◆ What the task asks:
Please copy out the records below, substituting "indented" for each occurrence of "pretty-printed" and changing nothing else.

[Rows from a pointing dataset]
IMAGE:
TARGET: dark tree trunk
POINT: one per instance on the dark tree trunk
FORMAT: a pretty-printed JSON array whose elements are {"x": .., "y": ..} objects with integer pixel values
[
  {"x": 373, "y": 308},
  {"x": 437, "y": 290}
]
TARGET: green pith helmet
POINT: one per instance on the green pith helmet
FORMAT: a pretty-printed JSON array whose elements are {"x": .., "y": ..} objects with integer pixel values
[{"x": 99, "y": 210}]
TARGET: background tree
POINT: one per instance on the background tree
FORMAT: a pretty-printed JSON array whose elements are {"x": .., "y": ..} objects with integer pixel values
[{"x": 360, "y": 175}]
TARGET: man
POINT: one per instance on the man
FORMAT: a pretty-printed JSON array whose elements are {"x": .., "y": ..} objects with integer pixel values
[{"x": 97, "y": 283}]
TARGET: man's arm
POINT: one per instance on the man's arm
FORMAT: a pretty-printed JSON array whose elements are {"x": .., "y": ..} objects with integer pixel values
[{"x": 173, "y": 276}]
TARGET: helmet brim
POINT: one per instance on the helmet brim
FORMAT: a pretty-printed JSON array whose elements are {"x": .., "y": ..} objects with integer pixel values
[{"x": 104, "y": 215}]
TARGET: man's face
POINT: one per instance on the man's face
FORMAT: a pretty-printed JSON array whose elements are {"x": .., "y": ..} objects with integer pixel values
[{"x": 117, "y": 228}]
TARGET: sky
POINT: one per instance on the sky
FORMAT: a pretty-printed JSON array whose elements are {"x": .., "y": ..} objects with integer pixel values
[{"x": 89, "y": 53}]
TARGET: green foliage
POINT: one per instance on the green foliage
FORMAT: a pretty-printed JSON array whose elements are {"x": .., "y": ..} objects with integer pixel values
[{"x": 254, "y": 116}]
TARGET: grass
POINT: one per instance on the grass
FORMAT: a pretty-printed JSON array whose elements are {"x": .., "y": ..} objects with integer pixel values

◆ Response:
IMAGE:
TARGET: dark tree trunk
POINT: one per instance on the dark tree trunk
FORMAT: a indented JSON array whose elements are {"x": .., "y": ..} objects with integer pixel values
[
  {"x": 373, "y": 308},
  {"x": 437, "y": 290}
]
TARGET: green pith helmet
POINT: one per instance on the green pith helmet
FORMAT: a indented JSON array whose elements are {"x": .., "y": ..} objects with integer pixel values
[{"x": 99, "y": 210}]
TARGET: background tree
POINT: one per instance on the background tree
FORMAT: a indented JSON array whose elements are {"x": .., "y": ..} objects with integer pixel values
[{"x": 360, "y": 175}]
TARGET: man
POINT: one per instance on the man
FORMAT: a indented JSON array whose elements are {"x": .., "y": ..} objects with integer pixel values
[{"x": 97, "y": 283}]
TARGET: man's arm
POINT: one per instance on the man's arm
FORMAT: a indented JSON array whose elements are {"x": .., "y": ..} objects with integer pixel values
[{"x": 173, "y": 276}]
TARGET: helmet brim
POINT: one per instance on the helmet brim
FORMAT: a indented JSON array whose elements are {"x": .., "y": ..} objects with integer pixel values
[{"x": 104, "y": 215}]
TARGET: man's face
POINT: one per instance on the man's face
FORMAT: a indented JSON array whose elements are {"x": .., "y": ..} objects with integer pixel values
[{"x": 117, "y": 228}]
TARGET: sky
POINT: one per instance on the sky
FORMAT: a indented JSON array whose elements are {"x": .., "y": ..} objects with integer pixel values
[{"x": 89, "y": 53}]
TARGET: green foliage
POINT: one per instance on the green foliage
FORMAT: a indented JSON array whose elements are {"x": .., "y": ..} objects with integer pixel values
[{"x": 254, "y": 116}]
TARGET: grass
POINT: one per instance on the grass
FORMAT: a indented JSON array whose elements are {"x": .., "y": ..} objects with integer pixel values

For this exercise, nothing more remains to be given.